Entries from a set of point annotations
****
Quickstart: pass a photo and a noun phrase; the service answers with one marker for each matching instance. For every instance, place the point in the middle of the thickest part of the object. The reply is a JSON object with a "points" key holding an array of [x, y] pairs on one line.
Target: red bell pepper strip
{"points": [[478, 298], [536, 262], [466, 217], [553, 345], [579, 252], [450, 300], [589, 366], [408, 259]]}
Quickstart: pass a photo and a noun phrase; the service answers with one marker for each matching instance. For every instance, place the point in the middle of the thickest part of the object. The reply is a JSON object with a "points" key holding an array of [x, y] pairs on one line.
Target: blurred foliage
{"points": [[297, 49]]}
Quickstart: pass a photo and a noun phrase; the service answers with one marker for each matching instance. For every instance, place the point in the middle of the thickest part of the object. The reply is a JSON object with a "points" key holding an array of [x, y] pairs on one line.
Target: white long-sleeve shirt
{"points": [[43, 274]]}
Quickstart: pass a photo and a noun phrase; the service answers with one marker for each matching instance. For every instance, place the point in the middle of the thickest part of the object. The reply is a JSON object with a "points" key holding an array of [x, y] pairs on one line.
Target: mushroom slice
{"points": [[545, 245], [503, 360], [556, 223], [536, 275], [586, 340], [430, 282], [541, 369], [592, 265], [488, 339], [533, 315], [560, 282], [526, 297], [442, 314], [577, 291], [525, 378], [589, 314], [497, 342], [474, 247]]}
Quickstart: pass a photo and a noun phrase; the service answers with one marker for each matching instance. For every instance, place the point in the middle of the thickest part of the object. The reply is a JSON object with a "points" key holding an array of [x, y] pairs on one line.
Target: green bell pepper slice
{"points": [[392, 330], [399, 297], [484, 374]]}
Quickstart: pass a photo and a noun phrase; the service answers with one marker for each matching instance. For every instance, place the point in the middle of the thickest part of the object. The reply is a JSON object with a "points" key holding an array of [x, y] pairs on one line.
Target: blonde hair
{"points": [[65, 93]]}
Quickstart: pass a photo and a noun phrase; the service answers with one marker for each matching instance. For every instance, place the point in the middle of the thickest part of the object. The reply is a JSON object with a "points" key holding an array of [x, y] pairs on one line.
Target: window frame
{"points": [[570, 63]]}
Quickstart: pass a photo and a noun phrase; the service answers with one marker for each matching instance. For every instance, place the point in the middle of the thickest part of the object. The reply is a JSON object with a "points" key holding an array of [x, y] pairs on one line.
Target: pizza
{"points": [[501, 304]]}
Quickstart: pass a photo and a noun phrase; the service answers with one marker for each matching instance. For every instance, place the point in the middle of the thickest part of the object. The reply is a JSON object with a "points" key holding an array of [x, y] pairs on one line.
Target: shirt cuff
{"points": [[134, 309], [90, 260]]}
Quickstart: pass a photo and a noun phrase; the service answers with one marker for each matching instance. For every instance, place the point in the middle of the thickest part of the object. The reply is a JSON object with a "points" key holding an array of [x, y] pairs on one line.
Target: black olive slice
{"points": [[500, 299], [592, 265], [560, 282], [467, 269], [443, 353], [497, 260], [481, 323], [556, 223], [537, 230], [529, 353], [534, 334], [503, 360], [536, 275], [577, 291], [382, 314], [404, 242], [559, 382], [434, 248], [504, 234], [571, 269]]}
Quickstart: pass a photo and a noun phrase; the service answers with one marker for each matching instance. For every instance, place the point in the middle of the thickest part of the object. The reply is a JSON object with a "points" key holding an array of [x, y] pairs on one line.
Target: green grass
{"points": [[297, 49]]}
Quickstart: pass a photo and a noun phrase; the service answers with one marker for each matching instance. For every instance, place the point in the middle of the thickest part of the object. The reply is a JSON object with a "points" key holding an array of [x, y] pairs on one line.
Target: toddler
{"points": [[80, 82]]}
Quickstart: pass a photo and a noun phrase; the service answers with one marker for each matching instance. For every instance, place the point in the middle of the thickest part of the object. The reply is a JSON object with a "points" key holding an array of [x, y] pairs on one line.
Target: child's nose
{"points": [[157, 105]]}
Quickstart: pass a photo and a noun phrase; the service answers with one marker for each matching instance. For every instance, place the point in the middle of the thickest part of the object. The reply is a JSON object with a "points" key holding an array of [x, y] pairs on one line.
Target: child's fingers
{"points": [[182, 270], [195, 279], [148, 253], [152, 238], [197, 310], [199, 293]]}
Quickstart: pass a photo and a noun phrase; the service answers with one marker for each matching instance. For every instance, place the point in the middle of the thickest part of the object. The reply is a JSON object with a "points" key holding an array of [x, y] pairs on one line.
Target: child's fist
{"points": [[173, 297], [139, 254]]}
****
*What is asked*: Write out all of the records above once more, line by line, with no change to any character.

*Response to this exercise*:
Quickstart: pass a photo and a noun phrase; the service answers with one marker for each matching instance. For every instance, place the point in the middle of the thickest part of the object. The reply is a JSON object with a "points" key holding an array of [x, y] pairs on one line.
Target: red bell pepper strip
{"points": [[478, 298], [536, 262], [466, 217], [553, 345], [579, 252], [450, 300], [589, 366], [408, 259]]}
Quickstart: pass a photo and a noun phrase; the service answers with one marker for each matching instance. For every instance, place the point in the middle of the thickest part of the object. The reply is a JSON object with a "points" key holding an array of [x, y] pairs on one line.
Target: blurred foliage
{"points": [[297, 49]]}
Quickstart: pass a photo and a noun phrase; the service answers with one marker for each matching instance. For every instance, place the point in the middle of the thickest part of the object. The reply is a JSON object with a "points" key holding an array of [x, y] pairs on one line.
Target: white long-sleeve shirt
{"points": [[43, 274]]}
Quickstart: pass a photo and a noun phrase; the service answers with one marker for each matching instance. For every instance, place the point in the middle of the thickest part of the object. The reply is a JSON object with a "points" key holding an array of [x, y] pairs on one line.
Target: mushroom slice
{"points": [[545, 245], [503, 360], [556, 223], [536, 275], [586, 340], [430, 282], [541, 369], [592, 265], [488, 339], [533, 315], [560, 282], [526, 297], [442, 314], [577, 291], [525, 378], [589, 314], [497, 342], [474, 247]]}
Quickstart: pass a photo and a noun phrase; the service answers with one marker for each matching instance. For every instance, place the point in the middle of the thickest part of the object. The reply is a JSON object with a "points" key holding an array of [x, y] pairs on one line.
Target: green bell pepper slice
{"points": [[392, 330], [399, 297], [484, 374]]}
Quickstart: pass a photo and a noun phrase; the service answers with one marker for each matching instance. For every instance, place the point in the middle of the thickest part of the object. The reply is a JSON object with a "points" key holding an array of [x, y] pairs on one line.
Target: blonde hair
{"points": [[65, 93]]}
Quickstart: pass a photo and a noun phrase; the service answers with one marker for each matching instance. For every instance, place the point in the middle of the thickest part of the object. The reply is a JSON object with a "points" key holding an array of [x, y] pairs on one line.
Target: window frame
{"points": [[570, 63]]}
Quickstart: pass a photo and a noun phrase; the service answers with one marker for each matching instance. For every instance, place the point in the middle of the thickest part of the object. The reply is a JSON object with a "points" key holding an array of [x, y] pairs on one line.
Target: pizza
{"points": [[501, 304]]}
Quickstart: pass a photo and a noun phrase; the service answers with one marker for each matching instance. For every instance, place the point in the middle of the thickest part of the object. The reply is a JSON object with a "points" key holding an array of [x, y] pairs on one line.
Target: shirt cuff
{"points": [[134, 309], [90, 260]]}
Quickstart: pass a photo and a noun phrase; the service answers with one marker for each matching instance. For every instance, place the point in the middle of the thickest part of the object. The reply is a JSON object with a "points" key holding an array of [x, y] pairs on one line.
Target: black olive slice
{"points": [[500, 299], [592, 265], [560, 282], [467, 269], [443, 353], [497, 260], [481, 323], [556, 223], [537, 230], [529, 353], [534, 334], [503, 360], [536, 275], [577, 291], [382, 314], [404, 242], [559, 382], [434, 248], [504, 234], [571, 269]]}
Quickstart: pass a photo and a noun phrase; the service answers with one marker for each matching instance. For every instance, place the point in the middle of the thickest part of the object. The reply is a JSON object with a "points" key holding an array of [x, y] pairs on one line.
Target: green grass
{"points": [[297, 49]]}
Quickstart: pass a photo and a noun phrase; the service answers with one marker for each matching instance. For every instance, place the point in the middle of the thickest part of the object. The reply is a JSON object with a "points" key holding an array of [x, y] pairs on one line.
Target: toddler
{"points": [[80, 82]]}
Quickstart: pass a photo and a noun phrase; the service answers with one marker for each matching instance. For every instance, place the point in the middle of the thickest part of the object. The reply is a JSON object with a "points" key holding an array of [x, y] pairs on one line.
Target: child's nose
{"points": [[157, 105]]}
Quickstart: pass a photo and a noun phrase; the service answers with one marker for each matching instance. For every instance, place the point in the middle of the thickest part of the object. The reply is a JSON object with a "points" key holding an array of [x, y] pairs on one line.
Target: child's fingers
{"points": [[182, 270], [195, 279], [148, 253], [152, 238], [197, 310], [199, 293]]}
Quickstart: pass a photo and a noun phrase; the service answers with one marker for each matching instance. For every instance, place the point in the middle of the thickest part of the object. The reply is a JSON object with a "points" key holding an array of [x, y] pairs on one line.
Target: child's fist
{"points": [[173, 297], [139, 254]]}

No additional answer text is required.